The entries that follow should come back exactly, with no pictures among them.

── Information shown

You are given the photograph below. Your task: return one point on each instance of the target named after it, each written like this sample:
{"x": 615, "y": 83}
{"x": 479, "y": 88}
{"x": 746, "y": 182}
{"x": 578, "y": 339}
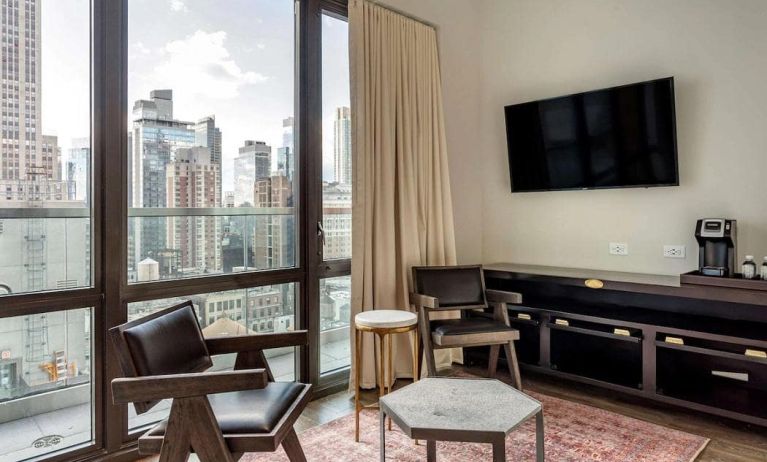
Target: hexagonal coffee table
{"x": 457, "y": 409}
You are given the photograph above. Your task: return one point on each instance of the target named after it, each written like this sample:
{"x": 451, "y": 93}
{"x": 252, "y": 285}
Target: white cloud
{"x": 178, "y": 5}
{"x": 201, "y": 65}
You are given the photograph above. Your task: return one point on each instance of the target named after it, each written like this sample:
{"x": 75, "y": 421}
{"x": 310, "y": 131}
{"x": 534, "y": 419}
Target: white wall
{"x": 457, "y": 22}
{"x": 531, "y": 49}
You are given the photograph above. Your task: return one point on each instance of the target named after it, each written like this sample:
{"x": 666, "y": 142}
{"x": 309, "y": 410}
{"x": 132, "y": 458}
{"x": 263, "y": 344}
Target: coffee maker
{"x": 717, "y": 238}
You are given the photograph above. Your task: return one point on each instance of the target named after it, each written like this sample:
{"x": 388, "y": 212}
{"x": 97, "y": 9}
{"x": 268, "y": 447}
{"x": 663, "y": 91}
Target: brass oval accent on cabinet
{"x": 594, "y": 283}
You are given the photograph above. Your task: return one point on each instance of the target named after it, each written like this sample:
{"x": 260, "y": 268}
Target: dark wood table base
{"x": 499, "y": 446}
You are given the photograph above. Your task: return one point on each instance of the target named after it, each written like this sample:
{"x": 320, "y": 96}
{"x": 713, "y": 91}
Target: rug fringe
{"x": 702, "y": 447}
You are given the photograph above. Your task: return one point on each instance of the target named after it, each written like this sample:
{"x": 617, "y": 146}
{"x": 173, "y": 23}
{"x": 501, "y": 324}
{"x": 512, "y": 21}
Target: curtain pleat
{"x": 402, "y": 210}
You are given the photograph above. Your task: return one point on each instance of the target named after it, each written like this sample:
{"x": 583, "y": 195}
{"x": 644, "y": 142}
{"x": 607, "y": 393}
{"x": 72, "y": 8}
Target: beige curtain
{"x": 402, "y": 211}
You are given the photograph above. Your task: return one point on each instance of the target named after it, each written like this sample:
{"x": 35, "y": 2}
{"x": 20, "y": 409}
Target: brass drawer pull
{"x": 594, "y": 283}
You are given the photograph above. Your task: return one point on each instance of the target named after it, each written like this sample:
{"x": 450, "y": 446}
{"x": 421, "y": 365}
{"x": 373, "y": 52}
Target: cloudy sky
{"x": 230, "y": 58}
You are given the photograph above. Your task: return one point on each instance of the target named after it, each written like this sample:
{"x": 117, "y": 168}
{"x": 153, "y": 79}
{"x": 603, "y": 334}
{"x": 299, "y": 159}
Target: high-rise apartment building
{"x": 209, "y": 136}
{"x": 193, "y": 181}
{"x": 342, "y": 145}
{"x": 37, "y": 253}
{"x": 286, "y": 156}
{"x": 274, "y": 245}
{"x": 156, "y": 137}
{"x": 337, "y": 220}
{"x": 253, "y": 163}
{"x": 77, "y": 169}
{"x": 26, "y": 155}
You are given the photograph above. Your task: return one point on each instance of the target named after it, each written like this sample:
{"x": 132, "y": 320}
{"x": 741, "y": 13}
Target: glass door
{"x": 335, "y": 226}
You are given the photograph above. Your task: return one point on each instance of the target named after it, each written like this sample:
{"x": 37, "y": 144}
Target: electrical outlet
{"x": 674, "y": 251}
{"x": 619, "y": 248}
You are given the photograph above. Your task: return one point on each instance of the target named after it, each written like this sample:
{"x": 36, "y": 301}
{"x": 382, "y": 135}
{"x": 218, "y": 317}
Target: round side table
{"x": 384, "y": 324}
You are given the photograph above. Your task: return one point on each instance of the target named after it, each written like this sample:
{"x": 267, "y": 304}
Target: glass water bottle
{"x": 749, "y": 268}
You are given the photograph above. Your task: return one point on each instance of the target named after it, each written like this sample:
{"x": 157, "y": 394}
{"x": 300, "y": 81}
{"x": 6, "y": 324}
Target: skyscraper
{"x": 342, "y": 146}
{"x": 274, "y": 245}
{"x": 254, "y": 162}
{"x": 30, "y": 167}
{"x": 155, "y": 138}
{"x": 27, "y": 157}
{"x": 193, "y": 181}
{"x": 209, "y": 136}
{"x": 77, "y": 169}
{"x": 286, "y": 156}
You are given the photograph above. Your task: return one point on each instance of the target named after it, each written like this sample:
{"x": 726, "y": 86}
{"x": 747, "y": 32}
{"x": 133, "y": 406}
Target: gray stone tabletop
{"x": 460, "y": 404}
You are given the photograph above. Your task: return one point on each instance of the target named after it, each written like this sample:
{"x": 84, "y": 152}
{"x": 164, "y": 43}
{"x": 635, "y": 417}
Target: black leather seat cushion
{"x": 249, "y": 411}
{"x": 468, "y": 326}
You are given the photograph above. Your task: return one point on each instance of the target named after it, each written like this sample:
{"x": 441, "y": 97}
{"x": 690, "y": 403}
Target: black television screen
{"x": 617, "y": 137}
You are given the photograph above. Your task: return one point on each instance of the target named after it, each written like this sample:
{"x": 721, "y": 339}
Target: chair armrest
{"x": 500, "y": 296}
{"x": 159, "y": 387}
{"x": 425, "y": 301}
{"x": 223, "y": 345}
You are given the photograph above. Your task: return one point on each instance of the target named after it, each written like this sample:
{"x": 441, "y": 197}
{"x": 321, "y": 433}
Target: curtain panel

────

Task response
You are given the photograph below. Your task: return one point on each instance of the target named after it, each written like this sample:
{"x": 615, "y": 83}
{"x": 479, "y": 88}
{"x": 746, "y": 182}
{"x": 578, "y": 339}
Target: hexagonal coffee table
{"x": 457, "y": 409}
You are given the photograph above. Your task: return one point on each instance of the target named after it, each written like this sample:
{"x": 451, "y": 93}
{"x": 252, "y": 285}
Target: white cloud
{"x": 178, "y": 5}
{"x": 201, "y": 65}
You are given the photograph above. Your task: return one point on each instance of the target named after it, each written like this sample:
{"x": 75, "y": 421}
{"x": 310, "y": 131}
{"x": 534, "y": 419}
Target: white wall
{"x": 457, "y": 22}
{"x": 531, "y": 49}
You are given the photograph above. Your task: return one point on each instance of the target named after it, each written like this sample:
{"x": 666, "y": 142}
{"x": 309, "y": 410}
{"x": 132, "y": 458}
{"x": 263, "y": 344}
Target: coffee maker
{"x": 717, "y": 238}
You are given the photograph above. Your task: return one point on each instance of the target named after it, each written like this sample:
{"x": 388, "y": 212}
{"x": 97, "y": 9}
{"x": 268, "y": 447}
{"x": 663, "y": 91}
Target: brass oval accent on cabinet
{"x": 594, "y": 283}
You are given the photograph above. Your task: return one point on each instance of the target named after it, each written like this sample:
{"x": 260, "y": 268}
Target: dark wood table base
{"x": 499, "y": 446}
You are given the photograph above. Your task: return one point on each instance of the target named after it, each written like this sample:
{"x": 320, "y": 96}
{"x": 713, "y": 91}
Target: rug fringe
{"x": 702, "y": 447}
You are given the photograph above. Your task: return one point on each instance of the target named after it, each written like this sample:
{"x": 617, "y": 146}
{"x": 173, "y": 23}
{"x": 501, "y": 324}
{"x": 512, "y": 21}
Target: curtain pleat
{"x": 402, "y": 210}
You are given the photograph above. Your task: return one point on each instance of the target named after it, each written like this sample:
{"x": 583, "y": 195}
{"x": 644, "y": 142}
{"x": 607, "y": 393}
{"x": 72, "y": 8}
Target: beige curtain
{"x": 402, "y": 211}
You are given the photograph above. Your task: return one point on each instance of the target named after it, each written like this sample:
{"x": 35, "y": 2}
{"x": 20, "y": 409}
Target: brass drawer pull
{"x": 594, "y": 283}
You are given the photograph above. Your task: return one point on each instance of the target named after it, each written like this sample:
{"x": 450, "y": 446}
{"x": 421, "y": 365}
{"x": 373, "y": 52}
Target: cloudy sky
{"x": 230, "y": 58}
You are given the photograph above. Your task: return one point on each instance of the target named after it, each written like this sample:
{"x": 117, "y": 168}
{"x": 153, "y": 79}
{"x": 603, "y": 334}
{"x": 299, "y": 159}
Target: high-rise apartment building
{"x": 209, "y": 136}
{"x": 193, "y": 181}
{"x": 342, "y": 145}
{"x": 37, "y": 253}
{"x": 286, "y": 156}
{"x": 274, "y": 245}
{"x": 156, "y": 137}
{"x": 337, "y": 220}
{"x": 253, "y": 163}
{"x": 77, "y": 169}
{"x": 26, "y": 155}
You are given the photograph above. Your task: return one point on each instance of the target named after it, each written like this sample:
{"x": 132, "y": 320}
{"x": 741, "y": 13}
Target: glass door
{"x": 335, "y": 226}
You are given the photograph above. Your task: return one point on each instance of the target named after it, each written like this sample:
{"x": 37, "y": 144}
Target: electrical outlet
{"x": 674, "y": 251}
{"x": 619, "y": 248}
You are given the photograph above. Your task: return one point on each instance of the target named after it, each written like this sample:
{"x": 36, "y": 301}
{"x": 382, "y": 135}
{"x": 218, "y": 317}
Target: round side table
{"x": 384, "y": 324}
You are given the photograph above. Your task: return one point on each instance of the target named after it, each written like this sample:
{"x": 267, "y": 304}
Target: glass water bottle
{"x": 749, "y": 268}
You are given the photograph above. Your task: return one point on each instance of the target named after it, each written like this sample:
{"x": 157, "y": 394}
{"x": 300, "y": 81}
{"x": 6, "y": 324}
Target: skyscraper
{"x": 342, "y": 146}
{"x": 274, "y": 245}
{"x": 254, "y": 162}
{"x": 30, "y": 167}
{"x": 155, "y": 138}
{"x": 27, "y": 157}
{"x": 193, "y": 181}
{"x": 209, "y": 136}
{"x": 77, "y": 169}
{"x": 286, "y": 156}
You are given the photograph above. Your task: return one point on each instance of the target named after it, each written like this sample:
{"x": 726, "y": 86}
{"x": 747, "y": 32}
{"x": 133, "y": 406}
Target: gray stone tabletop
{"x": 460, "y": 404}
You are given the photograph above. Your task: return one point on each instance of the target named after it, each written like this sample:
{"x": 84, "y": 152}
{"x": 164, "y": 43}
{"x": 635, "y": 417}
Target: black leather seat cushion
{"x": 249, "y": 411}
{"x": 468, "y": 326}
You are given the photograph above. Your task: return one point on each instance of the target named after it, each written like this sample:
{"x": 441, "y": 97}
{"x": 690, "y": 403}
Target: black television screen
{"x": 617, "y": 137}
You are given the photograph above. Your task: return one point on each instance of the target named after it, each written like this sample:
{"x": 721, "y": 339}
Target: chair armrest
{"x": 500, "y": 296}
{"x": 159, "y": 387}
{"x": 425, "y": 301}
{"x": 223, "y": 345}
You are given the photograph above. Your task: return one point on each instance of the target named after it, each written like this sample:
{"x": 441, "y": 197}
{"x": 321, "y": 433}
Target: curtain panel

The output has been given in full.